— begin Data provided —
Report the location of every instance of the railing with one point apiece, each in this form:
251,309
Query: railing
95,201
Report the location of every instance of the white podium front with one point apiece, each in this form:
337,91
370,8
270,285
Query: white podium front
— end Data provided —
● **Short problem**
Rewrite all of the records with every "podium" changed to "lectern", keeping everything else the same.

● **Expected output**
Report the location of every instance of the railing with one point apiece, each in this form:
251,309
Query: railing
95,201
Report the location of every instance of the white lectern front with one point apiece, each in this form:
337,91
370,8
270,285
Query: white lectern front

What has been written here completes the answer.